# DIRECTION:
Copy each of the rows below, replacing every "keypoint" with "landmark" and leaving everything else unchanged.
═══ RECORDS FOR PROCESSING ═══
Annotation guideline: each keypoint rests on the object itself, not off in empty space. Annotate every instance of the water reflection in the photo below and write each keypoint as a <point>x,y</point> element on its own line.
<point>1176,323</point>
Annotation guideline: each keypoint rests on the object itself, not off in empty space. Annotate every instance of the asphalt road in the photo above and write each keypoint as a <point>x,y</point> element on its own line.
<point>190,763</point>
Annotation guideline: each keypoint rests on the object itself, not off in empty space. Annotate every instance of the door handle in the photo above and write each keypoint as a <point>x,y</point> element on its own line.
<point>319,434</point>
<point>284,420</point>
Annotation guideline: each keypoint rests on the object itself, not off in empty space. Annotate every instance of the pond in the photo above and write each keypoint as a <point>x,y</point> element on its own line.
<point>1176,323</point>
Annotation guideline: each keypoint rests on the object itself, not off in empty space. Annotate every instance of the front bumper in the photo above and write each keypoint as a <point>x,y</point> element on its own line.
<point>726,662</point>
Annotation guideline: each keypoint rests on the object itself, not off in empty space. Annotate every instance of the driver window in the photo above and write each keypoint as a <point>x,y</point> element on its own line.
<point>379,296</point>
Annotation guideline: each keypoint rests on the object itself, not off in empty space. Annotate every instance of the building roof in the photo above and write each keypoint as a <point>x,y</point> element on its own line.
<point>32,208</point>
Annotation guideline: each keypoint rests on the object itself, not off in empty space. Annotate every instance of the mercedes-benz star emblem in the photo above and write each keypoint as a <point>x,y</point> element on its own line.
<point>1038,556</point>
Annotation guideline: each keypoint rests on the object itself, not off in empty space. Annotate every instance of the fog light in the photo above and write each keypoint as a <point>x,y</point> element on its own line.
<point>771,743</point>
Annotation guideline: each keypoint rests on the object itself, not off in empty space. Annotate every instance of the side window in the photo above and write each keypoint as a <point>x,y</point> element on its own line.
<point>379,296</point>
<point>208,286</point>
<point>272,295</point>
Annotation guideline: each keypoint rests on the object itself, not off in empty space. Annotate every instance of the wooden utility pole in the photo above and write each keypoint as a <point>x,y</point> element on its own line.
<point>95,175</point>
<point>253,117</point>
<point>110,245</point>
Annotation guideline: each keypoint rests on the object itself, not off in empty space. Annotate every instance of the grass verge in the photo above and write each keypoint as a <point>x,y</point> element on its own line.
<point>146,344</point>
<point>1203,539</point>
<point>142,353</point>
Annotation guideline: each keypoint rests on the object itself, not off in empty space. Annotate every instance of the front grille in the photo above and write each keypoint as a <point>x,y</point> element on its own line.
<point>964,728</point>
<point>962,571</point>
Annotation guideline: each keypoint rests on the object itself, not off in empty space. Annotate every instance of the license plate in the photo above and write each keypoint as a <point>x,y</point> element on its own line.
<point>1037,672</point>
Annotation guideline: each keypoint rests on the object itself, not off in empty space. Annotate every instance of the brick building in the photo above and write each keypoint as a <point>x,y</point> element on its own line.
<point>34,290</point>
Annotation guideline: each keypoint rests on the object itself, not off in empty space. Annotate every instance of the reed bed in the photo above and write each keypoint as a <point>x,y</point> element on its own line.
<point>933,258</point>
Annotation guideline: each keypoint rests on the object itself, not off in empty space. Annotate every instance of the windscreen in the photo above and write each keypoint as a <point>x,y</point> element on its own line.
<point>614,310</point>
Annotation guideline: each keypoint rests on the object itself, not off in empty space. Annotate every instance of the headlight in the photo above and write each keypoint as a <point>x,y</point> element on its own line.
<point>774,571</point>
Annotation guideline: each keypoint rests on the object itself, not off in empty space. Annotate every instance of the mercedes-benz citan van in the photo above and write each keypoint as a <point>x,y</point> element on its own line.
═══
# ANSWER IN FULL:
Annotation guideline: each landmark rests on the object itself, not off in empty space. Annotate every instance of the water reflection in the photo below and write each landmark as a <point>x,y</point> element on its own line.
<point>1176,323</point>
Annotation guideline: each landmark rests on the object itself, not off in empty space. Annotate every instance of the asphalt road in the photo above and write each landmark as a <point>x,y</point> element on its own line.
<point>190,763</point>
Annotation guideline: each landmark rests on the object itself, not off in empty space. Annotate every instance of the door handle in the photo above and write each landmark as a <point>x,y</point> element on its own line.
<point>319,434</point>
<point>284,420</point>
Annotation guideline: each landmark rests on the object itself, not off in empty space. Annotate every instance of the pond in the photo above and write each landmark as a <point>x,y</point> element on its own line.
<point>1176,323</point>
Annotation guideline: each landmark rests on the object itself, not off in empty space. Annotate every instance of the front bumper in the photo above and write each landmark as a <point>x,y</point> element on its own line.
<point>726,662</point>
Annotation guideline: each landmark rests on the object itself, not off in empty space. Annotate every instance of the driver window in the photo above and write each landmark as a <point>x,y</point> element on its own line.
<point>379,296</point>
Annotation guideline: each landmark rests on the object itself, not off in empty space. Annotate every instance of the building roof in the photo above and write each landmark as a <point>x,y</point> element on its own line.
<point>32,208</point>
Annotation guideline: each landmark rests on the object itself, not off in empty space. Annotate every instance of the mercedes-benz star emblem in the photo above and write each landmark as a <point>x,y</point> element on its own line.
<point>1038,556</point>
Annotation guideline: each landmark rests on the object itself, not off in empty space. Annotate every instance of the fog light in the photo above and write each landmark as a <point>x,y</point> element on its own line.
<point>771,743</point>
Annotation guideline: each landmark rests on the object itself, not off in empty space. Annotate every instance of the side window in the photo above and write each landmark as a <point>x,y</point> element on its own line.
<point>379,296</point>
<point>208,286</point>
<point>272,295</point>
Annotation guideline: each landmark rests on the object itself, not off in empty space. Annotate every instance of the wooden utility pole in the photo above and write each landmark as a <point>x,y</point> element on its own line.
<point>95,175</point>
<point>253,117</point>
<point>110,245</point>
Annotation guideline: each landmark rests on the object itself, not off in empty space. Annotate every instance of the grass verge in the photo above and write each landmark as a <point>x,y</point> element on its own line.
<point>146,344</point>
<point>1203,539</point>
<point>142,353</point>
Annotation guideline: each landmark rests on the object itself, not off in empty space. Annotate every instance of the front grille in the photo above and write each landmark as a <point>x,y</point> element on its own line.
<point>964,728</point>
<point>962,571</point>
Annotation guideline: each landmark rests on the object itself, not off in empty space. Annotate every instance of the license plate in the photo above and write each landmark as a <point>x,y</point> element on its own line.
<point>1037,672</point>
Annotation guideline: each landmark rests on the object itself, not off in empty space. Annotate every instance of the brick building in the photo above and write each landmark as a <point>x,y</point> element on its own line.
<point>34,290</point>
Annotation guideline: each landmark rests on the object itself, not off in empty space. Annotate every instance of the reed bed in the photo above and write each landmark as a <point>x,y</point> element on its own line.
<point>933,258</point>
Annotation guideline: each landmark rests on the object itself, not off in empty space. Annotate every instance of the windscreen in the photo above and write each landmark as a <point>x,y</point> element on its own line.
<point>614,310</point>
Annotation guideline: each landmark rests on the object itself, not off in empty space. Annotate every instance of the headlight in the photo above and write each landmark as a <point>x,y</point> element on its own line.
<point>774,571</point>
Annotation guideline: each landmark rests on the object itself, not off in empty space. Annotate every instance of the mercedes-benz citan van in the photo above and write each landmark as a <point>x,y</point> element on its own line.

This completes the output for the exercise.